* _Page text_
Rashad Jamal Jones-Jennings (born August 31, 1984) is an American professional basketball player. He last played for Pioneros de Quintana Roo.

Early life
Jones-Jennings was born in Chattanooga, Tennessee to Valentina Jones and is one of five children, the other four are sisters. He attended Howard School of Academics and Technology. While playing for the school's basketball team, he helped guide them to three district championships, two regional championships and two appearances in the state tournament while averaging 10 points and 12 rebounds per game. He graduated in 2002 with a 3.3 GPA.

College career

Chattanooga State CC
Rather than head right off to a four-year college or university out of high school, Jones-Jennings stayed in Chattanooga and attended Chattanooga State Community College (CSCC) for two years. As a  power forward / center, he earned all-conference honors in both seasons. During his sophomore year, his final at CSCC, he averaged 16.3 points and 14.0 rebounds per game. His rebounding effort ranked second nationally. Jones-Jennings earned many accolades, including NJCAA Division I Third-Team All-American honors, the TJCAA and Eastern Division Most Valuable Player awards, as well as spots on the All-TJCAA and All-Eastern Division teams.

Arkansas–Little Rock
After a standout junior college career, Jones-Jennings was awarded an athletic scholarship to play basketball at the University of Arkansas at Little Rock. He spent his junior and senior seasons of NCAA eligibility playing for the Trojans. In his first season, he was dubbed the Sun Belt Conference Newcomer of the Year and a Third Team All-Conference selection after finishing the year ranked third nationally with 11.3 rebounds per game. This total also led the Sun Belt. On December 13, 2005 he became just the tenth NCAA Division I men's basketball player since 1973 to record 30 or more rebounds in a single game. He grabbed exactly 30 rebounds against in-state rival Arkansas–Pine Bluff. He was the first Division I player in six years and just the second since 1994 to accomplish the feat. Jones-Jennings had a great all-around impact in his first season at UALR as he led the team in rebounding, minutes played, minutes per game, blocked shots, total points, field goals made, free throws made and free throw attempts.

Point labeling examples
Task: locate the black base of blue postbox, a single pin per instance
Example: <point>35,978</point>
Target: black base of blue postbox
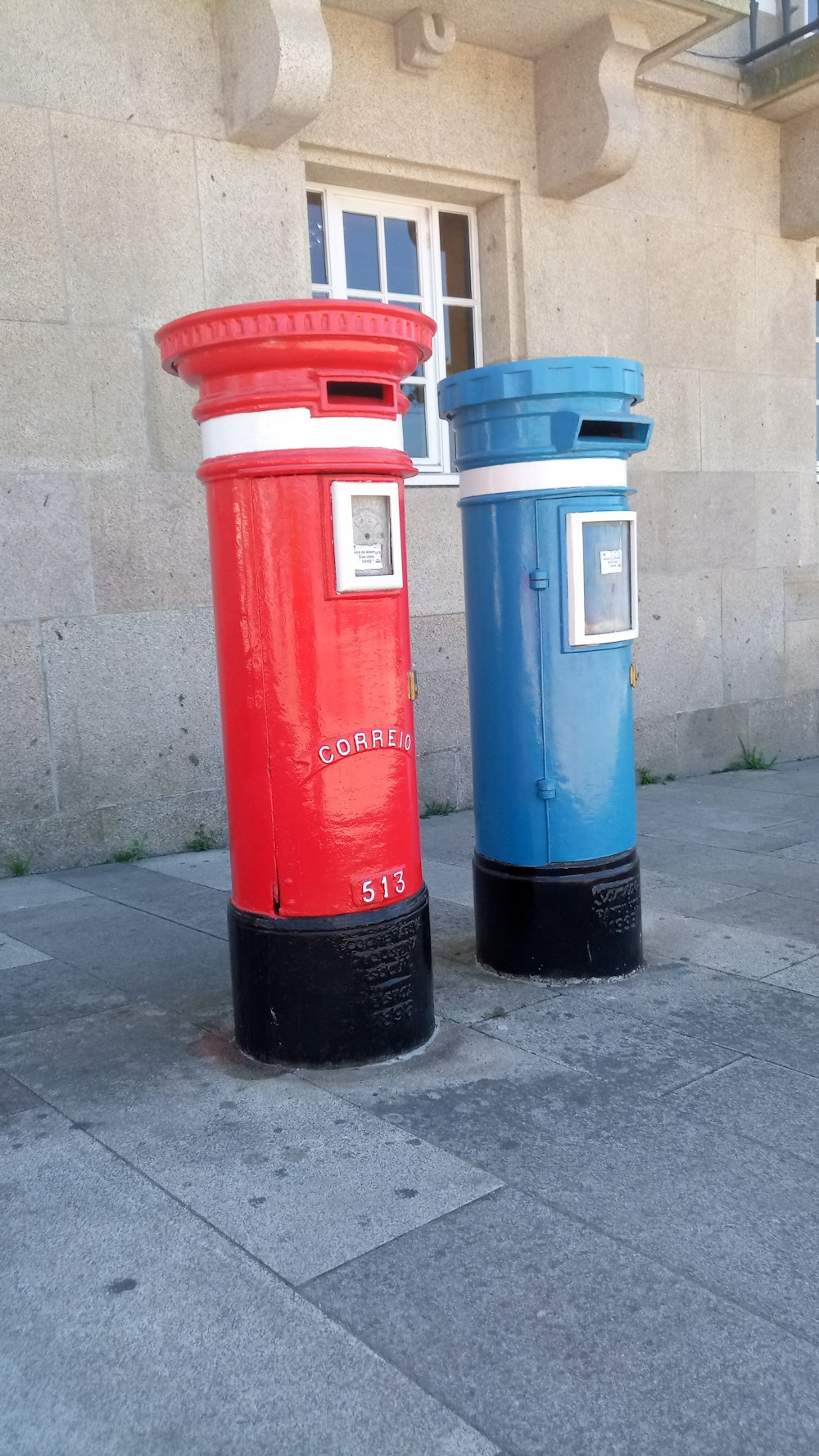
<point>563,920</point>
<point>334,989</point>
---
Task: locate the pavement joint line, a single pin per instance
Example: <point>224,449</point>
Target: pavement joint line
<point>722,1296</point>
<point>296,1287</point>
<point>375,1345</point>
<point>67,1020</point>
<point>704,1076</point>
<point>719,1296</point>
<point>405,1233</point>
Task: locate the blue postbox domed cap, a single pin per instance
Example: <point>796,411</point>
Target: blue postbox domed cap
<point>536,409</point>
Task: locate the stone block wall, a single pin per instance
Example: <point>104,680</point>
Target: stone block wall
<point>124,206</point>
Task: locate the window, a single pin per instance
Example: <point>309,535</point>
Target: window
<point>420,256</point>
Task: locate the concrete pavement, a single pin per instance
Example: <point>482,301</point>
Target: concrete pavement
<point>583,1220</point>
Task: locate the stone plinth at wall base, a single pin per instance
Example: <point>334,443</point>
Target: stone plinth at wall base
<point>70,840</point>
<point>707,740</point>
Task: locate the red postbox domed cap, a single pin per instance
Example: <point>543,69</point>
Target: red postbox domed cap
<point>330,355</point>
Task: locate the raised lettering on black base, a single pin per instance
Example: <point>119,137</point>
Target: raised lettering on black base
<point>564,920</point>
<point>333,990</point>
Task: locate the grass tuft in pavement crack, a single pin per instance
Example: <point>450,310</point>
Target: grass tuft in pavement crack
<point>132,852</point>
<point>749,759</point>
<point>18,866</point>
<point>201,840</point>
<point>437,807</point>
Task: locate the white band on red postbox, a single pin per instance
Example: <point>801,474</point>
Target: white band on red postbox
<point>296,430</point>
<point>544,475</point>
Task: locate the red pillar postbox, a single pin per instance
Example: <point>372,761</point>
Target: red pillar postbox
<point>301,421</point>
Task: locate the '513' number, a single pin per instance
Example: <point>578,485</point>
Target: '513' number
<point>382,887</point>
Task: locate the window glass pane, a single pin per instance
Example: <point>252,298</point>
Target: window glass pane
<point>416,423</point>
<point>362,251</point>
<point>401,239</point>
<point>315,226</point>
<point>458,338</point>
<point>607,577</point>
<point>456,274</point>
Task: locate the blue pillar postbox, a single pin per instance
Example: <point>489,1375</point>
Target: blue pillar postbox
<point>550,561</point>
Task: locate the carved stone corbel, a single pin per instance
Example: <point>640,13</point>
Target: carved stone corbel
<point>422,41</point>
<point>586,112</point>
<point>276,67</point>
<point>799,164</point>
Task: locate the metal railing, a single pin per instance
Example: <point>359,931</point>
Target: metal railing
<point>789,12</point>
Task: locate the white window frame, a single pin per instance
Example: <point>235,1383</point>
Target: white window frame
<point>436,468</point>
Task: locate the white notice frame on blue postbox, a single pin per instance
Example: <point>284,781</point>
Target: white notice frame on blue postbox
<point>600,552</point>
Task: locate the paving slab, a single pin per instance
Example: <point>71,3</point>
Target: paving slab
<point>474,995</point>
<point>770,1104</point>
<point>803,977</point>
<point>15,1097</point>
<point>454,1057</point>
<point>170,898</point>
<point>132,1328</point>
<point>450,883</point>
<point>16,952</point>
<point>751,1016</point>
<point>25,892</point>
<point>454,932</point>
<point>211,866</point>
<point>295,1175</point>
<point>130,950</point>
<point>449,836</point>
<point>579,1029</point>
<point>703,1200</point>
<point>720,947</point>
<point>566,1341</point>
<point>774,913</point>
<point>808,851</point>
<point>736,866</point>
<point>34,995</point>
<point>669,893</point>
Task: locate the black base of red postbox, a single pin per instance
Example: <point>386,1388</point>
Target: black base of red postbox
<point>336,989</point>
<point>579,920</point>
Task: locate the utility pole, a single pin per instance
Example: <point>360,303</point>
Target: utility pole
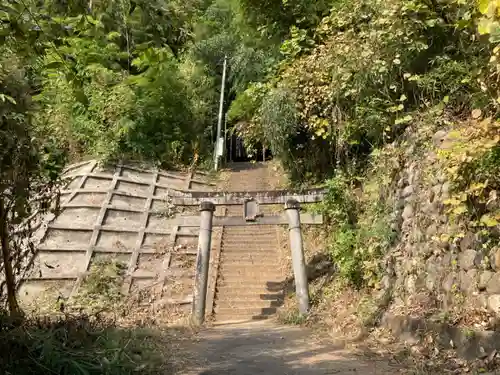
* * *
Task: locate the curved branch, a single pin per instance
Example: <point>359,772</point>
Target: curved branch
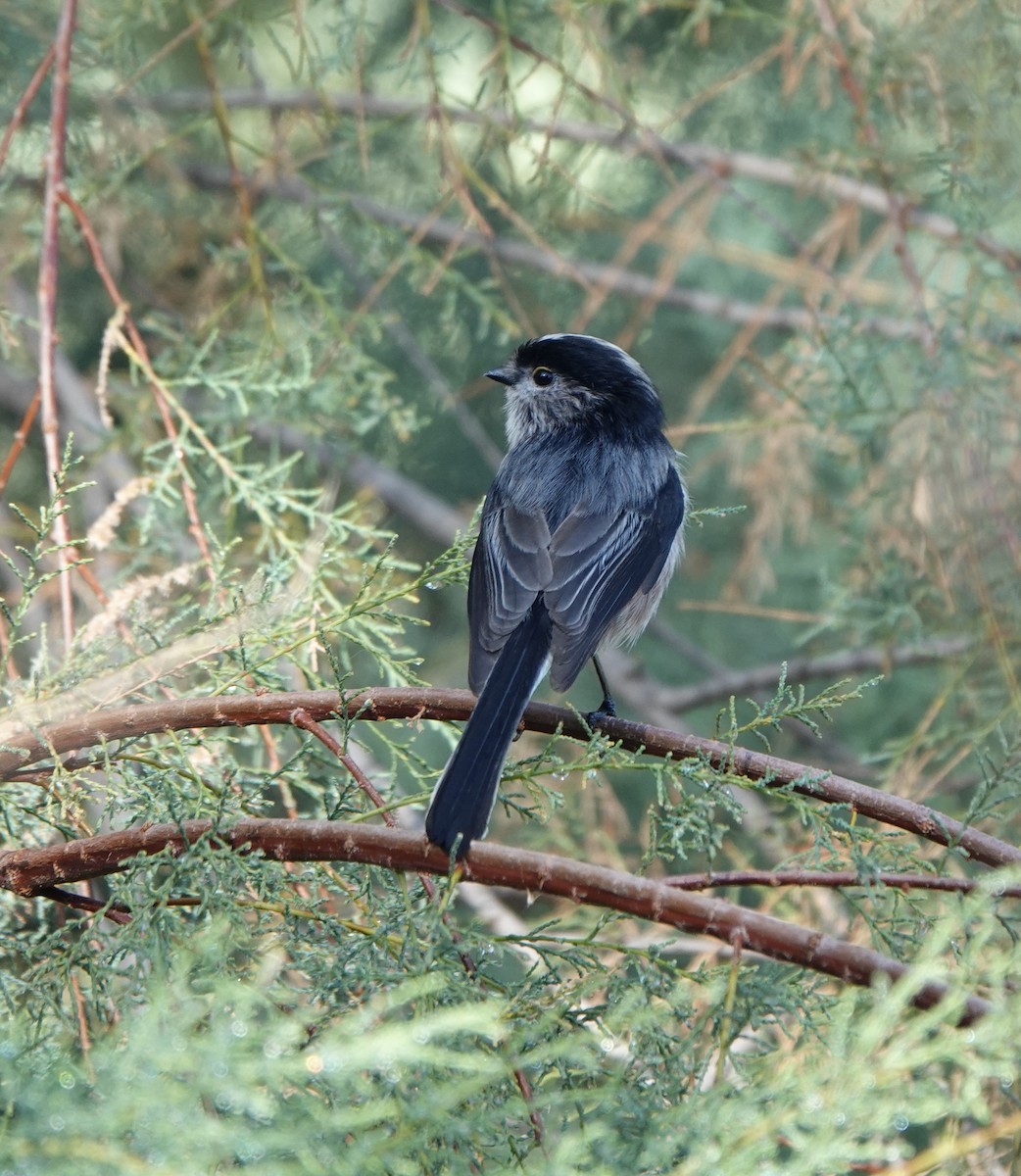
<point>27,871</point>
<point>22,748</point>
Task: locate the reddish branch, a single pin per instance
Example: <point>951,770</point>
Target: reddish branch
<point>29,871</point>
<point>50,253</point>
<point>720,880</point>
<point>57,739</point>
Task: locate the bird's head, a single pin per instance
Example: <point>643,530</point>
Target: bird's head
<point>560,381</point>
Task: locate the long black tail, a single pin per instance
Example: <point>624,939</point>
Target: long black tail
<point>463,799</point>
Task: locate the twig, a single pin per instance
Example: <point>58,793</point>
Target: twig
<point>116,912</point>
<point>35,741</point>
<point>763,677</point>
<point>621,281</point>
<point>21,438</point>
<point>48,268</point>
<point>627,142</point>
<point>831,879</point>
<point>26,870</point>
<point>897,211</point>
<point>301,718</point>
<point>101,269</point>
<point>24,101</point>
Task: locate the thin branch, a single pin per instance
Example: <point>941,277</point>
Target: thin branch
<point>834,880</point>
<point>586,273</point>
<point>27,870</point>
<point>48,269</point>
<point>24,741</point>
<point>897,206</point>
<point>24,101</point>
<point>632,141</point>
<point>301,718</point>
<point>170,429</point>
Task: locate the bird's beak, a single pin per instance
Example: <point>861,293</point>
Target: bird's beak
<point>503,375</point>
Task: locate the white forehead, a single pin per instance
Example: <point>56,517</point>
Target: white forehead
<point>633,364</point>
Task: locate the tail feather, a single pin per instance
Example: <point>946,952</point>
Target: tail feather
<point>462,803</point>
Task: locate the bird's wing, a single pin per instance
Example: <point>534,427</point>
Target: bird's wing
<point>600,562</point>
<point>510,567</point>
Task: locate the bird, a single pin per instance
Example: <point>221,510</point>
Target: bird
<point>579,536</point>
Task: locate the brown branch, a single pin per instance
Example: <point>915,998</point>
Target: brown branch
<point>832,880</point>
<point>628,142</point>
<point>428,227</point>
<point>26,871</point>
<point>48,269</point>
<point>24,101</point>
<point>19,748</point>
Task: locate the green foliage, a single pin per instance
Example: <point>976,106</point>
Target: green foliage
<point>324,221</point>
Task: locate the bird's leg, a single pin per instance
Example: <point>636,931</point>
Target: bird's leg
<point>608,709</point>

* _Task 1_
Express the stretch of the records from the line containing "Task: locate the black base of blue" through the line containing "<point>334,989</point>" as a JSON list of strings, one string per line, with blank lines omitted. Leave the pictures out of the list.
* _Task 2_
Continue the basketball player's biography from its last sentence.

* _Written response 1_
[
  "Task: locate the black base of blue postbox, a single pin per instance",
  "Example: <point>35,978</point>",
  "Target: black base of blue postbox",
  "<point>563,920</point>",
  "<point>334,989</point>"
]

* _Written response 2_
Entering his final college season in 2006–07, he was only one of eight returning players nationally to have averaged a double-double the year before. He also returned as the nation's top rebounder. Although the Trojans did not qualify for a postseason tournament in either of his two seasons, Jones-Jennings did garner much personal success, especially in his senior season. For the year, he recorded 18 double-doubles, 24 double-digit rebounding efforts and had three games with 20 or more rebounds, including a 25-point, 20-rebound performance against Texas State. He led Division I in rebounding on the year while averaging 13.1 per game in 30 games played. He was also a First Team All-Conference selection as he would go on to finish his Division I career with 731 points and 475 rebounds in 59 career games.

Professional career
Despite a successful collegiate career, Jones-Jennings was not selected in the 2007 NBA Draft. He played for the Philadelphia 76ers in that summer's Las Vegas Summer League but did not make the final regular season roster. He then signed with Ago Rethimno Almeco in Greece in December, but ultimately did not play a game for them the entire season. Over the next two and a half years, Jones-Jennings became somewhat of a journeyman, playing professionally for teams in Germany, Ukraine, France and Mexico before ending up with Pure-Youth Construction Basketball Team in the Super Basketball League of Taiwan in December 2010. He signed with Osorno Básquetbol of the Chilean Liga Nacional Movistar for the 2013–14 season.

See also
List of NCAA Division I men's basketball players with 30 or more rebounds in a game
List of NCAA Division I men's basketball season rebounding leaders

References

External links
Draft Express profile

1984 births
Living people
American expatriate basketball people in Argentina
American expatriate basketball people in Chile
American expatriate basketball people in China
American expatriate basketball people in France
American expatriate basketball people in Germany
American expatriate basketball people in Mexico
American expatriate basketball people in Ukraine
American men's basketball players
Basketball players from Tennessee
BC Odesa players
Centers (basketball)
FC Bayern Munich basketball players
Junior college men's basketball players in the United States
Little Rock Trojans men's basketball players
Pioneros de Quintana Roo players
Power forwards (basketball)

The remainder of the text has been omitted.